◆ **Ihre Aufgaben**:
1/ Beantworten Sie zum Lesetext über den Verfahrensmangel diese Fragen:
(a) Welche Vorschrift der VwGO wird für den Verfahrensmangel genannt?
(b) An wen wurde die Ladung zur mündlichen Verhandlung zugestellt?
(c) Von welchem Tag stammt die Sitzungsniederschrift?
2/ Fassen Sie den Absatz des Lesetexts, der mit „Er behauptet in diesem Zusammenhang“ beginnt, als Stichpunktliste zusammen.
3/ Schreiben Sie den Lesetext über den geltend gemachten Verfahrensmangel nach seinem letzten Satz weiter.

◆ **Lesetext**:
════

2. Der Kläger hat auch nicht dargelegt, dass ein Verfahrensmangel vorliegt, auf dem die Entscheidung des Verwaltungsgerichts beruhen kann (§ 124 Abs. 2 Nr. 5 VwGO).
Er behauptet in diesem Zusammenhang, er sei nicht zur mündlichen Verhandlung vor dem Verwaltungsgericht geladen und damit auch nicht gehört worden. Hierdurch sei sein Anspruch auf rechtliches Gehör verletzt worden. Er wäre andernfalls in der Lage gewesen, das Verwaltungsgericht vom Vorliegen einer freiberuflichen Tätigkeit und damit von der Rechtswidrigkeit der strittigen Teilgewerbeuntersagung zu überzeugen. Diese Ausführungen sind in rechtlicher Hinsicht unzutreffend.
Der Kläger wurde mit der gesetzlich vorgeschriebenen Zustellung der Ladung an seinen Bevollmächtigten wirksam zur mündlichen Verhandlung geladen (vgl. § 67 Abs. 6 Satz 5 VwGO). Im Übrigen musste sich dem Verwaltungsgericht eine persönliche Einvernahme des Klägers nicht aufdrängen. Der Kläger hatte seinen Einwand gegen die Teilgewerbeuntersagung, er sei freiberuflich tätig, bereits in der Klagebegründung vom 5. März 2016 vorgebracht. Der Bevollmächtigte des Klägers ging daher erkennbar bereits vor der mündlichen Verhandlung davon aus, dass diese Fragestellung in der mündlichen Verhandlung zur Sprache kommen konnte und das Verwaltungsgericht den Sachverhalt z. B. durch Nachfragen in der mündlichen Verhandlung unter Umständen weiter ermitteln würde. Ausweislich der Sitzungsniederschrift vom 29. Juni 2016 hat er sich hierzu ausführlich geäußert, ohne geltend zu machen, dass sich im Zuge der mündlichen Verhandlung das Erfordernis einer persönlichen Befragung des Klägers ergeben hätte; erst recht hat er in der mündlichen Verhandlung keinen entsprechenden Antrag gestellt. Schließlich legt der Kläger auch nicht dar, was er selbst vor Gericht gegebenenfalls zur Unanwendbarkeit des § 35 Abs. 1 GewO vorgetragen hätte und inwiefern dies zu einem anderen rechtlichen Ergebnis hätte führen können.

════

◆ **Datensatz**:

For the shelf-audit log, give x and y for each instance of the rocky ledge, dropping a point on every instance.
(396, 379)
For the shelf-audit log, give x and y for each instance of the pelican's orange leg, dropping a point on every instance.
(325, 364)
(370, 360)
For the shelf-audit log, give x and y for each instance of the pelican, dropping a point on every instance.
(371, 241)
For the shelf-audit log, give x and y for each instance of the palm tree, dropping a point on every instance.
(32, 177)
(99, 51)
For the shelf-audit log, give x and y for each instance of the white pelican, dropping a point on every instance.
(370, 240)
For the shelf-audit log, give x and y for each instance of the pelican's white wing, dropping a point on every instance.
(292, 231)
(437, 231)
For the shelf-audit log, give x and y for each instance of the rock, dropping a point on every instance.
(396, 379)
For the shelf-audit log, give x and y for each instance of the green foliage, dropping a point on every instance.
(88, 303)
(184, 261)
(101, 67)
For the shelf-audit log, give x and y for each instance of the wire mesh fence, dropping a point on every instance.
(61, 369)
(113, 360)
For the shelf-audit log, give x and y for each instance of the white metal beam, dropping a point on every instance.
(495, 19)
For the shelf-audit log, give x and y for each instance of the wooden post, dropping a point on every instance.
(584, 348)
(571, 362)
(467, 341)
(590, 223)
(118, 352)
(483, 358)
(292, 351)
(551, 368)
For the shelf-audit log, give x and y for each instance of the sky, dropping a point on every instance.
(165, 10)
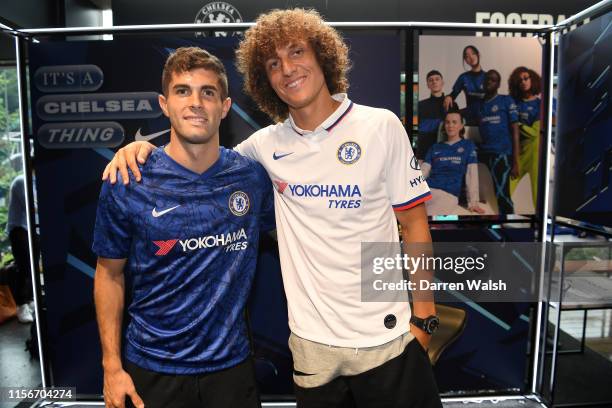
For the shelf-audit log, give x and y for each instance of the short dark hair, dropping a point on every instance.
(433, 72)
(185, 59)
(473, 47)
(456, 112)
(514, 82)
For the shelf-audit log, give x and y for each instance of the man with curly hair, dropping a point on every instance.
(525, 86)
(344, 174)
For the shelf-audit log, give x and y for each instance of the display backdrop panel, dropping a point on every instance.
(583, 153)
(90, 98)
(444, 54)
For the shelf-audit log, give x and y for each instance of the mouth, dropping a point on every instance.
(196, 120)
(295, 83)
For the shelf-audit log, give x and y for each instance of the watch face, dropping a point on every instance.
(432, 325)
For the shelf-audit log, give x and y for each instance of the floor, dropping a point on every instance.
(16, 368)
(598, 331)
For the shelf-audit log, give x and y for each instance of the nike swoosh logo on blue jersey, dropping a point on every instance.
(280, 155)
(145, 138)
(159, 214)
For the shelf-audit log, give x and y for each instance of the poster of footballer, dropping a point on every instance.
(479, 131)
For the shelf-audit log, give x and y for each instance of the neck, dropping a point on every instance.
(315, 113)
(453, 139)
(195, 157)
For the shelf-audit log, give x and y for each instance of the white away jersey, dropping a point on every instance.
(335, 188)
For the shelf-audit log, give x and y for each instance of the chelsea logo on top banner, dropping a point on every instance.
(239, 203)
(349, 152)
(218, 12)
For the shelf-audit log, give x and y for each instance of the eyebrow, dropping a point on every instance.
(183, 86)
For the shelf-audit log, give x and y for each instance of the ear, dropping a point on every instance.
(163, 103)
(227, 104)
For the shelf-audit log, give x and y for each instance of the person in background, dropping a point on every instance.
(472, 84)
(17, 229)
(525, 86)
(448, 165)
(431, 113)
(499, 148)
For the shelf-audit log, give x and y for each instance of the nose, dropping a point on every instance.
(196, 100)
(287, 66)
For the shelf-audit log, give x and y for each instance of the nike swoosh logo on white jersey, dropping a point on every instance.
(145, 138)
(160, 213)
(280, 155)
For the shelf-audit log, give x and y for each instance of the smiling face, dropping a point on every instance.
(435, 83)
(296, 76)
(453, 125)
(525, 83)
(195, 105)
(471, 57)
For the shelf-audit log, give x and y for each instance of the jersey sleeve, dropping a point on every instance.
(457, 87)
(406, 186)
(112, 237)
(472, 155)
(267, 221)
(428, 156)
(248, 147)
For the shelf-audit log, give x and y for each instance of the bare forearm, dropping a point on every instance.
(417, 242)
(109, 299)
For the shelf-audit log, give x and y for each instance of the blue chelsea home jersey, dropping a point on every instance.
(191, 246)
(497, 114)
(449, 165)
(472, 83)
(529, 111)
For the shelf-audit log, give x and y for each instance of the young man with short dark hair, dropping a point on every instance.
(186, 239)
(431, 114)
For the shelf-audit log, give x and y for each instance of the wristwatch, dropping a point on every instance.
(428, 325)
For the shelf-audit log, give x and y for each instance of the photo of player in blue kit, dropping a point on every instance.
(449, 166)
(499, 132)
(472, 84)
(525, 86)
(184, 239)
(431, 113)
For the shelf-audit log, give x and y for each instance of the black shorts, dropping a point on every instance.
(405, 381)
(233, 387)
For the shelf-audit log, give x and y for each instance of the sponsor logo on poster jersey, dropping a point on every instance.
(338, 195)
(239, 203)
(280, 155)
(232, 241)
(349, 152)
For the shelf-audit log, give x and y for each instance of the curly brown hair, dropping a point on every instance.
(185, 59)
(514, 82)
(278, 28)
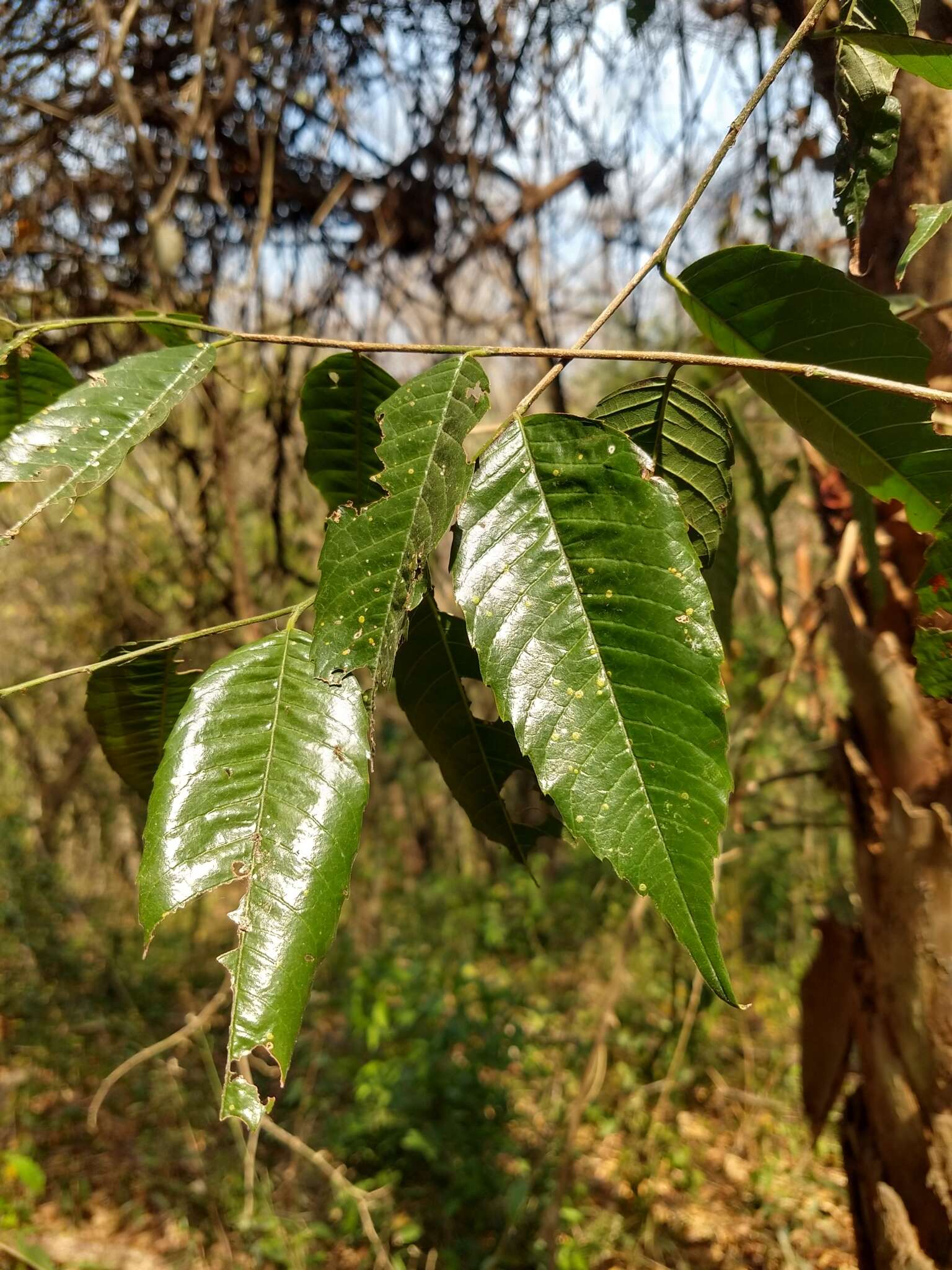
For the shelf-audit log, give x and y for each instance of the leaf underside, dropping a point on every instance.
(81, 440)
(753, 301)
(133, 708)
(374, 561)
(475, 757)
(930, 219)
(689, 440)
(29, 384)
(584, 600)
(928, 59)
(339, 403)
(265, 779)
(867, 113)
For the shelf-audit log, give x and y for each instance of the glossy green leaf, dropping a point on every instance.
(79, 441)
(339, 402)
(932, 649)
(133, 708)
(475, 757)
(867, 112)
(928, 59)
(30, 380)
(753, 301)
(170, 335)
(687, 440)
(584, 600)
(374, 561)
(721, 578)
(265, 778)
(930, 219)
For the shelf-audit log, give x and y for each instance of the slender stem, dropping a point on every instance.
(660, 254)
(173, 642)
(671, 357)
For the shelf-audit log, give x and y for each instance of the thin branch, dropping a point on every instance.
(193, 1024)
(173, 642)
(660, 254)
(562, 356)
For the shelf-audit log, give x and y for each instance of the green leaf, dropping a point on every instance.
(721, 578)
(584, 601)
(374, 561)
(173, 337)
(475, 757)
(687, 440)
(265, 778)
(30, 380)
(928, 59)
(930, 219)
(935, 586)
(133, 709)
(932, 649)
(867, 113)
(83, 437)
(638, 13)
(339, 402)
(754, 301)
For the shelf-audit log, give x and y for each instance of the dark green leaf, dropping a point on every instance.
(721, 578)
(687, 440)
(168, 334)
(586, 603)
(265, 778)
(932, 651)
(374, 561)
(935, 586)
(133, 708)
(638, 13)
(928, 59)
(339, 402)
(867, 113)
(475, 757)
(753, 301)
(31, 379)
(82, 438)
(930, 219)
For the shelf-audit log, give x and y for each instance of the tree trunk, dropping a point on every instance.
(896, 1127)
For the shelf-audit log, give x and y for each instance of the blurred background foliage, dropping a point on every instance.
(527, 1067)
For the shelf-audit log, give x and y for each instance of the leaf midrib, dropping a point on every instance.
(610, 686)
(753, 351)
(76, 474)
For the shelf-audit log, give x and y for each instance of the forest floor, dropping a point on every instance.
(496, 1055)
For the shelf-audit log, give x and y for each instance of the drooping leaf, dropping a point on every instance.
(339, 403)
(475, 757)
(374, 561)
(935, 586)
(168, 334)
(868, 115)
(932, 649)
(584, 600)
(81, 440)
(133, 708)
(265, 778)
(721, 577)
(930, 219)
(687, 440)
(638, 13)
(928, 59)
(31, 379)
(754, 301)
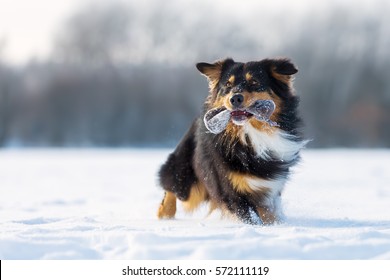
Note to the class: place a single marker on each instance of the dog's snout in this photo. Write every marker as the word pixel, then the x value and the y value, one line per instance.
pixel 237 100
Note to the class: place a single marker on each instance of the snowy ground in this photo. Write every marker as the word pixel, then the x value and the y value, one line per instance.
pixel 101 204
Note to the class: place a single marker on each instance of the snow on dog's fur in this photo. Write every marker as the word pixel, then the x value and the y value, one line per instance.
pixel 242 164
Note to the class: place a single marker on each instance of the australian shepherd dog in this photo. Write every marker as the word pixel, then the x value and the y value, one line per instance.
pixel 238 154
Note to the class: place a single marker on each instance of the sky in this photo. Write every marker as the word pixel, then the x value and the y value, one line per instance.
pixel 28 27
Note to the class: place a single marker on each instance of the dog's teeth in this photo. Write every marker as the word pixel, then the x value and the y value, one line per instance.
pixel 216 120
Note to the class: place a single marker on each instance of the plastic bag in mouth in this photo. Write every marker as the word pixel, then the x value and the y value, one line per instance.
pixel 217 119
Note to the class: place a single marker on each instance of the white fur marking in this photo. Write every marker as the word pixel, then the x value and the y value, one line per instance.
pixel 279 144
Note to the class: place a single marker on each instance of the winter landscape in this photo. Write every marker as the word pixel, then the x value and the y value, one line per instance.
pixel 101 204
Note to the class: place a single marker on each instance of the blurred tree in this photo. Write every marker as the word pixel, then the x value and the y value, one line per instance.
pixel 95 35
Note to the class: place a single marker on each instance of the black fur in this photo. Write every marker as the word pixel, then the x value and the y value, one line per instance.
pixel 207 158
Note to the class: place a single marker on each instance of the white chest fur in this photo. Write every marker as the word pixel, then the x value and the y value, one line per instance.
pixel 276 143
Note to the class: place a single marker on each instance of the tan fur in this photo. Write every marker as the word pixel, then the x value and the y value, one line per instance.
pixel 231 80
pixel 287 79
pixel 198 194
pixel 239 182
pixel 167 209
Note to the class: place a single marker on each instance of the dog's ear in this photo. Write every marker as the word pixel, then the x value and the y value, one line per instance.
pixel 282 69
pixel 213 71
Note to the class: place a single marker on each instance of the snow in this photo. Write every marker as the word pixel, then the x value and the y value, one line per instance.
pixel 101 204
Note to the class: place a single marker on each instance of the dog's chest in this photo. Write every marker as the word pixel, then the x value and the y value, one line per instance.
pixel 276 144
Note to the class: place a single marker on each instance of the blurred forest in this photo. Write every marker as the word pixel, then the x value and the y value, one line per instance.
pixel 122 73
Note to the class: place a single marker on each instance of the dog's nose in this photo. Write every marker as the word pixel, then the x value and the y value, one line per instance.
pixel 237 100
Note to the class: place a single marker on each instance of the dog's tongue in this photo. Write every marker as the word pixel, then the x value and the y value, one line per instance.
pixel 217 119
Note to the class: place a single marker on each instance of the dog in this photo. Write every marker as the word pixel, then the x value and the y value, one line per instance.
pixel 239 162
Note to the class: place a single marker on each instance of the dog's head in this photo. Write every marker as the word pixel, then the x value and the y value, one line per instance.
pixel 236 86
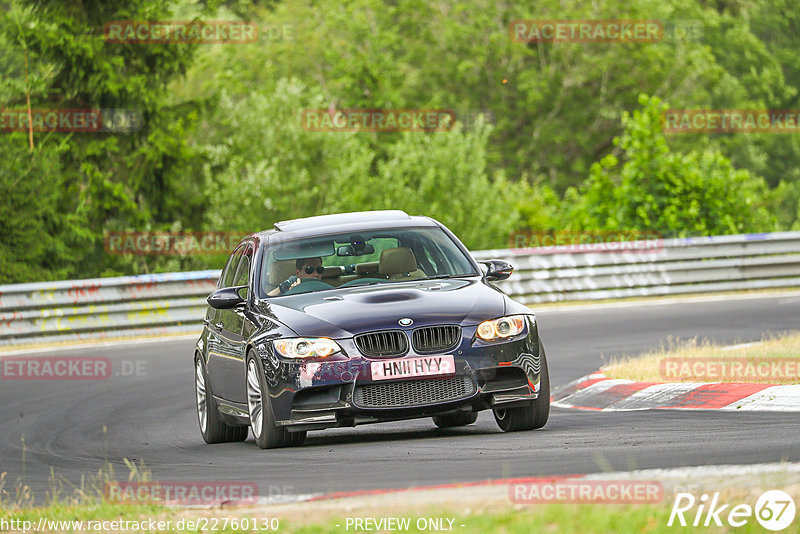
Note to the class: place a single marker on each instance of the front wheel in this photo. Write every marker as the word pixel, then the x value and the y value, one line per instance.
pixel 212 427
pixel 535 414
pixel 262 422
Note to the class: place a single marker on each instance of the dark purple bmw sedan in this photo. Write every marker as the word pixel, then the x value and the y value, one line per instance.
pixel 340 320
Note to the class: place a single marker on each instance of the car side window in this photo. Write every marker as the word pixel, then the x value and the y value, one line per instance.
pixel 226 278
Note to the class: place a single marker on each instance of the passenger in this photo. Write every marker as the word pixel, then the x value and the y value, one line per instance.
pixel 305 268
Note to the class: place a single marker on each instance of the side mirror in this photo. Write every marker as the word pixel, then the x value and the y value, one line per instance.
pixel 226 298
pixel 497 269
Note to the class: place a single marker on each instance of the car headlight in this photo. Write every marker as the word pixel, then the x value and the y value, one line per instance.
pixel 306 347
pixel 501 328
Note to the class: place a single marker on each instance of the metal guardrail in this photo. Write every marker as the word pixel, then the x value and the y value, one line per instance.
pixel 647 268
pixel 175 302
pixel 104 307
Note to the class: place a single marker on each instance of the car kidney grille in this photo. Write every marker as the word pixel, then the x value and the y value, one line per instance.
pixel 385 343
pixel 412 393
pixel 435 338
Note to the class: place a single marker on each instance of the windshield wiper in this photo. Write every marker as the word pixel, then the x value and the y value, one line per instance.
pixel 444 276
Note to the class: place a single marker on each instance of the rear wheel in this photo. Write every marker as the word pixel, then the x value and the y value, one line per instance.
pixel 535 414
pixel 212 427
pixel 461 419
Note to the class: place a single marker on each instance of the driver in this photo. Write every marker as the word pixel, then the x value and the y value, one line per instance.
pixel 305 268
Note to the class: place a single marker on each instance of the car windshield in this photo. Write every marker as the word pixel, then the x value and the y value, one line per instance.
pixel 361 258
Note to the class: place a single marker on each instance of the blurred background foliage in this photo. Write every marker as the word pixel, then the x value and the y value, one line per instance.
pixel 559 136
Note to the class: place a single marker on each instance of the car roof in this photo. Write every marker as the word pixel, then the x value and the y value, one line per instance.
pixel 345 222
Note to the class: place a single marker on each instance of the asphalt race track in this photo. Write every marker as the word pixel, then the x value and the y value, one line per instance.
pixel 152 418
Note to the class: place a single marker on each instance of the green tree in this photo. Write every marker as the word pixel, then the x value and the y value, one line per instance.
pixel 653 188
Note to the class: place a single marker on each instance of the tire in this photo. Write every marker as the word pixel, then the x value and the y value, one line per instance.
pixel 461 419
pixel 535 414
pixel 262 422
pixel 212 427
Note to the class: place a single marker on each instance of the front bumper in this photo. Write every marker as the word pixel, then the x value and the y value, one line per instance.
pixel 339 391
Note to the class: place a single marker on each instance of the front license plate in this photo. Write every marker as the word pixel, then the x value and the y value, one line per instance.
pixel 411 367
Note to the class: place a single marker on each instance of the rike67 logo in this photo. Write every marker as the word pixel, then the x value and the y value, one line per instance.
pixel 774 510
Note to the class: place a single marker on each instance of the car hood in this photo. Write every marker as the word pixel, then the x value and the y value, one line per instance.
pixel 344 312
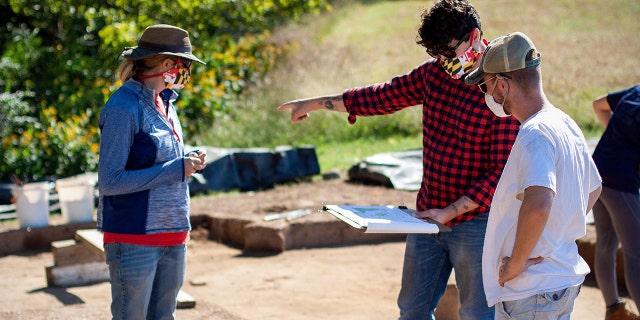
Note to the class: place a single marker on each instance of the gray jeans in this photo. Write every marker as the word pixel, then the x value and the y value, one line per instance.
pixel 554 305
pixel 617 220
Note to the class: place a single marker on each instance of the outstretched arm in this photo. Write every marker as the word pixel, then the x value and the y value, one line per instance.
pixel 602 110
pixel 300 109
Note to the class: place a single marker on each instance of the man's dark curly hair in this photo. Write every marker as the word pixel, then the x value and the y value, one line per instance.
pixel 445 21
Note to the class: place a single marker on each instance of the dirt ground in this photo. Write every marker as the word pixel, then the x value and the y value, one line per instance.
pixel 343 282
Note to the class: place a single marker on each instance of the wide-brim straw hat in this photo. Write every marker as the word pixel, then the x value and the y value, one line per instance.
pixel 162 39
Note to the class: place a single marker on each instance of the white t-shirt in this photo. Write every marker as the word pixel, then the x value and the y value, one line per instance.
pixel 550 151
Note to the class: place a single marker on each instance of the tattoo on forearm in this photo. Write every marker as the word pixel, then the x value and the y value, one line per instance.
pixel 329 103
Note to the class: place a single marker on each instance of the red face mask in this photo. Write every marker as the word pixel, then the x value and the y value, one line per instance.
pixel 174 78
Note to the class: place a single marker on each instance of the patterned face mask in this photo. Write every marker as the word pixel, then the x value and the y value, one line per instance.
pixel 176 78
pixel 460 66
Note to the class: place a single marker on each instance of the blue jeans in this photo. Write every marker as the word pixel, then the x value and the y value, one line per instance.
pixel 428 261
pixel 555 305
pixel 145 280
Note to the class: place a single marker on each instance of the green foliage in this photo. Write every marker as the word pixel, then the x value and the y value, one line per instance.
pixel 59 60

════

◆ **Lösungen**:
1/
(a) § 124 Abs. 2 Nr. 5 VwGO
(b) An den Bevollmächtigten des Klägers
(c) Vom 29. Juni 2016

2/
- Der Kläger behauptet, er sei nicht zur mündlichen Verhandlung geladen und deshalb nicht gehört worden.
- Dadurch sei sein Anspruch auf rechtliches Gehör verletzt worden.
- Sonst hätte er das Verwaltungsgericht von seiner freiberuflichen Tätigkeit überzeugen können und damit auch von der Rechtswidrigkeit der Teilgewerbeuntersagung.
- Diese Ausführungen sind rechtlich unzutreffend.

3/
Kosten: § 154 Abs. 2 VwGO.
Streitwert: §§ 47, 52 Abs. 1 GKG, Nr. 54.2.1 des Streitwertkatalogs 2013. Es ist angemessen, für die strittige Teilgewerbeuntersagung einen gegenüber dem für eine Gewerbeuntersagung im Streitwertkatalog vorgesehenen Betrag geringeren Streitwert anzusetzen.